_Task statement:_ Take every line from the listing below that includes "dark" and copy it.

_Data shown:_
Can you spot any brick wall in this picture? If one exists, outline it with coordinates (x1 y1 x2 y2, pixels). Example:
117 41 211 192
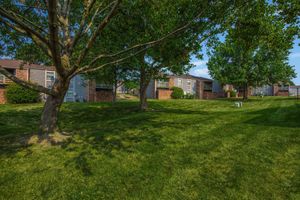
95 90 113 102
157 89 173 99
237 87 252 97
0 69 28 104
16 69 28 81
87 80 113 102
203 91 223 99
88 80 96 102
0 88 6 104
276 91 289 96
273 85 289 96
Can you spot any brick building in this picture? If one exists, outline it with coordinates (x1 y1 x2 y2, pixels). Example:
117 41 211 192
146 74 225 100
0 60 113 104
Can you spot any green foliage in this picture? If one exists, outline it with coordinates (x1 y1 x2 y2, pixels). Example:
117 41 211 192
124 81 138 91
6 83 40 104
229 90 237 98
208 0 296 90
183 93 196 99
273 0 300 35
171 87 184 99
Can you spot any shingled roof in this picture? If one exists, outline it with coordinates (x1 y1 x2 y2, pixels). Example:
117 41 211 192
0 59 55 70
168 74 213 82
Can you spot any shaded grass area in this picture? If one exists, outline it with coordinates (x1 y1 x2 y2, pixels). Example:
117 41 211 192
0 97 299 199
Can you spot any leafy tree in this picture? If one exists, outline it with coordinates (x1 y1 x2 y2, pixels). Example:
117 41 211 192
207 0 296 99
0 0 222 136
100 0 243 110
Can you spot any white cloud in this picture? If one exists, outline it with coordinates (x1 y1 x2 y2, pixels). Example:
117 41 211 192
189 59 211 78
191 60 207 66
190 67 210 78
290 52 300 58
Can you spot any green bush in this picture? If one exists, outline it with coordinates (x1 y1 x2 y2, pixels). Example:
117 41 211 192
171 87 184 99
183 94 196 99
229 90 237 98
6 83 40 104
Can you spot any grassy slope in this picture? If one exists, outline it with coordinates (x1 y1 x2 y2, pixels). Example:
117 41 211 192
0 97 299 200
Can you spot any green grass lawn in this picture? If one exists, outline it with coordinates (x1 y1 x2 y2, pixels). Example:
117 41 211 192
0 97 299 199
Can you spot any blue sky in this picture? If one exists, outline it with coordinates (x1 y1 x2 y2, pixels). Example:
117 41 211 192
190 39 300 85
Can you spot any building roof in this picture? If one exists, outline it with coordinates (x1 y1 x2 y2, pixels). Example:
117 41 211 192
0 59 55 70
290 85 300 88
169 74 213 82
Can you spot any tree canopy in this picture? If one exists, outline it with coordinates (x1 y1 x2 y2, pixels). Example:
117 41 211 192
0 0 245 135
207 0 296 99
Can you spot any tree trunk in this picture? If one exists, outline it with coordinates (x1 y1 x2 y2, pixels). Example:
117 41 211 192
140 85 148 111
139 65 149 111
243 84 248 100
112 78 118 104
39 81 69 137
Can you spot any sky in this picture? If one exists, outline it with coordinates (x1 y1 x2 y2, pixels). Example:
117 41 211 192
189 39 300 85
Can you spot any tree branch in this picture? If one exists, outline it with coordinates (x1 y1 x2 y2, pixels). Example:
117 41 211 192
77 45 150 74
85 9 207 68
78 16 214 75
0 65 56 96
48 0 65 77
75 0 121 66
69 0 97 51
82 1 117 35
0 7 50 47
0 18 52 58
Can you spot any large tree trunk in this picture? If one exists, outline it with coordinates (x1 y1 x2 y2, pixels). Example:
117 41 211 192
243 84 248 100
139 65 149 111
139 85 148 111
39 80 69 137
112 82 117 104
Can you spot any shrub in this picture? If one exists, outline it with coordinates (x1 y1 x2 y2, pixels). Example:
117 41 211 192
229 90 237 98
171 87 184 99
6 83 40 104
183 93 196 99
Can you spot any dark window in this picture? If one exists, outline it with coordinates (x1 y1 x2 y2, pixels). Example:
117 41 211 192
5 68 16 75
204 82 212 91
279 85 289 91
96 83 112 90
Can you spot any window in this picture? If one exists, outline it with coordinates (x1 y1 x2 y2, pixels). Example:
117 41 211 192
0 74 4 83
0 68 15 84
178 79 183 87
279 85 289 91
204 82 213 91
6 68 16 75
187 80 192 92
46 71 55 88
157 79 169 88
96 83 112 90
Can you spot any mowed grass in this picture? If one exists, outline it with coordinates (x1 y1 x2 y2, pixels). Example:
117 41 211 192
0 97 299 199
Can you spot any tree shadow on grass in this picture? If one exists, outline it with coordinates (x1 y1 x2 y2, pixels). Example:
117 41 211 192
243 104 300 128
0 106 42 156
0 100 234 177
57 102 220 176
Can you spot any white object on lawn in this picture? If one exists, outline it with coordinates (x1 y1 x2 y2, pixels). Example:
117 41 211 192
234 102 243 108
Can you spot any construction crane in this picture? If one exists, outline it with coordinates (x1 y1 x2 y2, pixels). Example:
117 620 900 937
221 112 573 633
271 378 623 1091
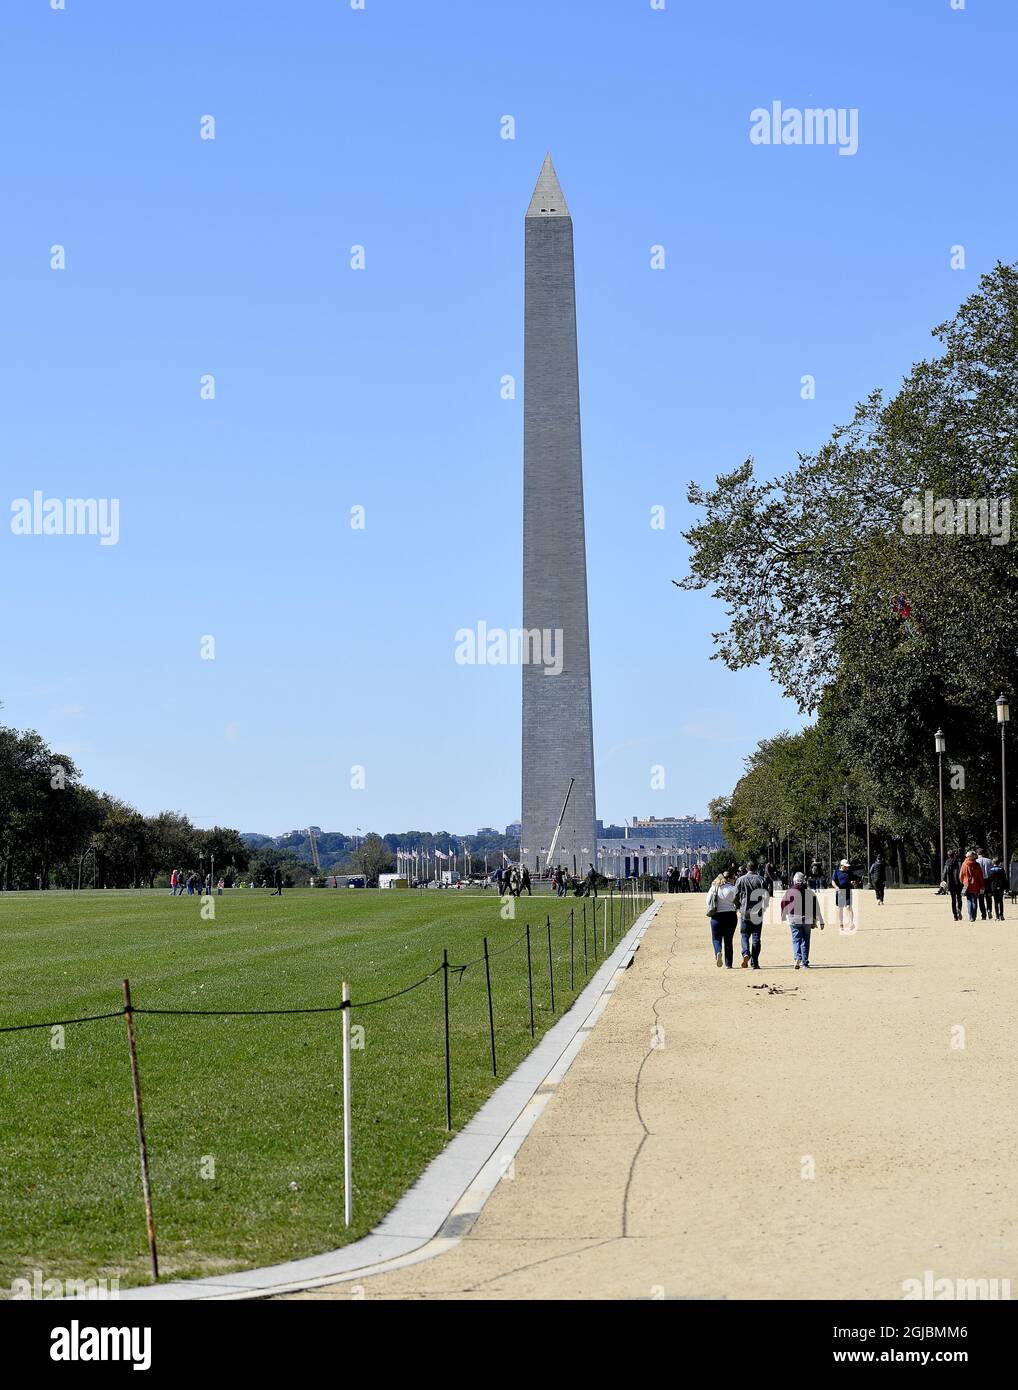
306 827 321 875
544 778 575 869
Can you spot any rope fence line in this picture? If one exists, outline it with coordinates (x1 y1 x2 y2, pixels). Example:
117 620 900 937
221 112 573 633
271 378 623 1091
0 1009 127 1034
3 879 653 1284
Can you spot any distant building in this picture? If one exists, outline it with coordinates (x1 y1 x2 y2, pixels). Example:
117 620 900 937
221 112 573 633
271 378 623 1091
504 821 522 840
591 815 726 878
476 827 499 837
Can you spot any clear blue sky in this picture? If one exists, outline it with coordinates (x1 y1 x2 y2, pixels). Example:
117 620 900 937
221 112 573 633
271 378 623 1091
1 0 1014 836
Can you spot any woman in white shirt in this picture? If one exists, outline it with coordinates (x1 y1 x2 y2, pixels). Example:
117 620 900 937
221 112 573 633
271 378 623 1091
706 867 739 969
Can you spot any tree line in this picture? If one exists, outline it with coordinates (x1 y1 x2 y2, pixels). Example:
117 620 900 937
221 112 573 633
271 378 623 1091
0 710 249 890
681 263 1018 881
1 707 523 891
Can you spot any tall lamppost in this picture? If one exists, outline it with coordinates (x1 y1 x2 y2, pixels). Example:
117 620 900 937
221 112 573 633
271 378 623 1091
935 728 946 877
842 783 850 862
996 695 1010 880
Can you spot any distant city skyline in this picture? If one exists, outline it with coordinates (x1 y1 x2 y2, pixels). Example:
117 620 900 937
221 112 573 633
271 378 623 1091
247 812 722 841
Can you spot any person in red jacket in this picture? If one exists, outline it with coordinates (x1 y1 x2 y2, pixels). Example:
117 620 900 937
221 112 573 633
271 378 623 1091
959 850 985 922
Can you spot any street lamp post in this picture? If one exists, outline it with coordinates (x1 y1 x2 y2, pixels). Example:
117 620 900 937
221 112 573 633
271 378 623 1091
843 783 850 862
935 727 946 878
996 695 1010 880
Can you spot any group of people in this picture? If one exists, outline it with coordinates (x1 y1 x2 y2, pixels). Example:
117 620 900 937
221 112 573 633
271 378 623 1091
941 849 1009 921
705 857 866 971
168 867 284 896
495 863 532 897
665 864 702 893
168 868 223 897
552 863 602 897
493 862 605 899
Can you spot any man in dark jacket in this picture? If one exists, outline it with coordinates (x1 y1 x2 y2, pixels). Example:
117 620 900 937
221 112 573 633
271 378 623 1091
272 866 283 896
868 853 887 906
987 857 1008 921
735 860 769 970
942 851 963 921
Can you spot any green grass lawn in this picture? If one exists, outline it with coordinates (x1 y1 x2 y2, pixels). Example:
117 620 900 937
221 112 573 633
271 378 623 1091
0 885 639 1294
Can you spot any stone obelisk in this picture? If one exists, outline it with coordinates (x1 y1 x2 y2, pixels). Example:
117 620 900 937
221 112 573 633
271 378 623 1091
521 155 597 877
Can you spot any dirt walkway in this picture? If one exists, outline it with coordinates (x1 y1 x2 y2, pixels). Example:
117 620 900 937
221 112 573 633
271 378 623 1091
288 889 1017 1300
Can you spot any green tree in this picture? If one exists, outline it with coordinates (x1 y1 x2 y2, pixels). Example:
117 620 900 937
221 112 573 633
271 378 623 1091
680 263 1018 873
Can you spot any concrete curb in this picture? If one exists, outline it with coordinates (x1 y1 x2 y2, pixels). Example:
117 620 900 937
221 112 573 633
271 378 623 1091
107 898 661 1301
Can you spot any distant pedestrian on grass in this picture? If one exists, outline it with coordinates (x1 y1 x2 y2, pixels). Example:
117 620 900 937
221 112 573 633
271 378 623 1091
169 869 178 896
706 868 739 969
781 872 824 969
520 866 532 896
272 866 283 896
495 866 504 895
959 851 984 922
831 859 855 931
868 853 886 906
942 850 963 921
735 859 769 969
585 864 598 898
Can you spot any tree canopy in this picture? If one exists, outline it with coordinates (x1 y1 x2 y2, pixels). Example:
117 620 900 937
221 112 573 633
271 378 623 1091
0 705 248 889
680 263 1018 877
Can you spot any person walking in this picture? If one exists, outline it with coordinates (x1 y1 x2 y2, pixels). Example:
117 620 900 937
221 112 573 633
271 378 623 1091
807 859 824 892
780 871 825 968
868 852 887 906
735 859 769 970
691 862 701 891
272 866 283 896
976 848 993 921
706 867 739 968
520 866 532 896
831 859 855 931
959 851 984 922
987 857 1007 921
169 868 178 896
585 864 598 898
494 865 504 895
942 850 963 921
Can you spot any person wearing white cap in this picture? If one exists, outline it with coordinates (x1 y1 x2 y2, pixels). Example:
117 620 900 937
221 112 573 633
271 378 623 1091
831 858 855 931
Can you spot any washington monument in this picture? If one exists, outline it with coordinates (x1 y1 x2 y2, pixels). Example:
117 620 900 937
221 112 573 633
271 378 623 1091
521 155 597 876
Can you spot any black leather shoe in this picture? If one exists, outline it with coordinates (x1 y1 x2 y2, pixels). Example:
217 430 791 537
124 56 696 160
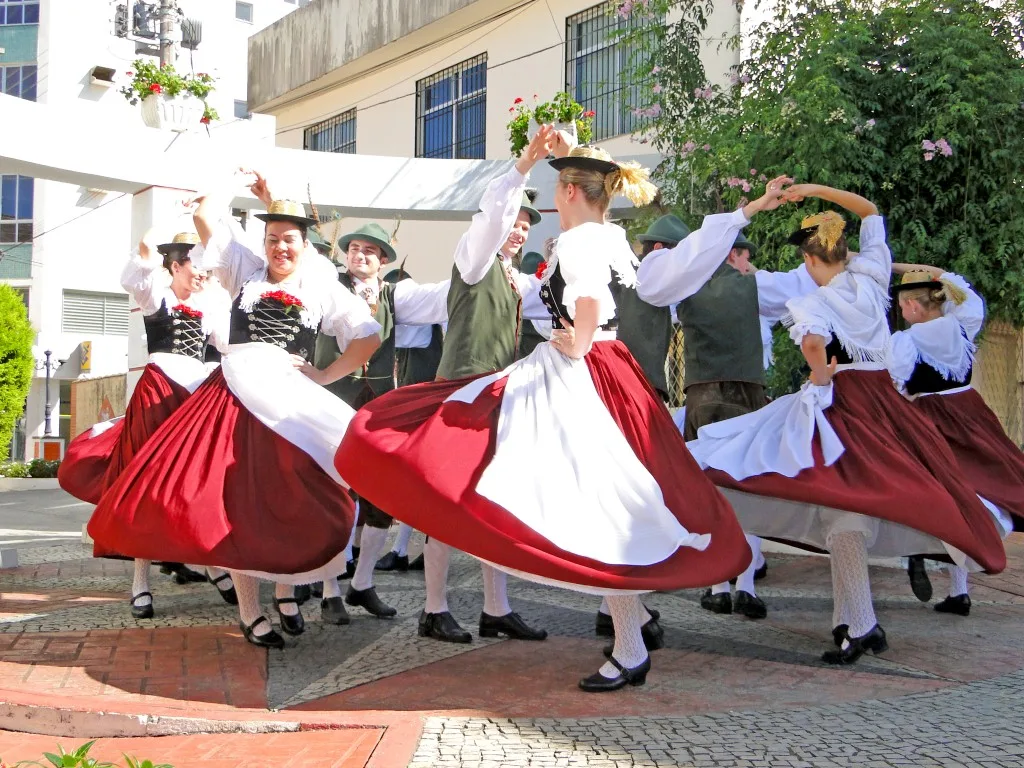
479 612 547 641
408 553 425 571
418 610 472 643
240 616 285 650
351 546 360 562
907 556 933 602
375 551 409 572
733 591 767 620
934 594 971 616
595 606 660 637
603 617 665 657
832 624 849 648
273 597 305 635
338 560 356 581
310 582 323 599
165 564 208 585
294 584 311 605
130 592 154 620
754 562 768 581
579 655 651 692
209 573 238 606
321 597 350 625
345 586 397 618
700 589 732 614
822 624 888 665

_Solved exercise:_
Can you spot any dark window in this picture? If one exists, outline it with coordinates (x1 y1 x2 y2, pixels). Example:
Can you spot any man in dark jacket in this picture? If one exists, outline it with coordinates (x1 y1 x2 y2, pixels). Example:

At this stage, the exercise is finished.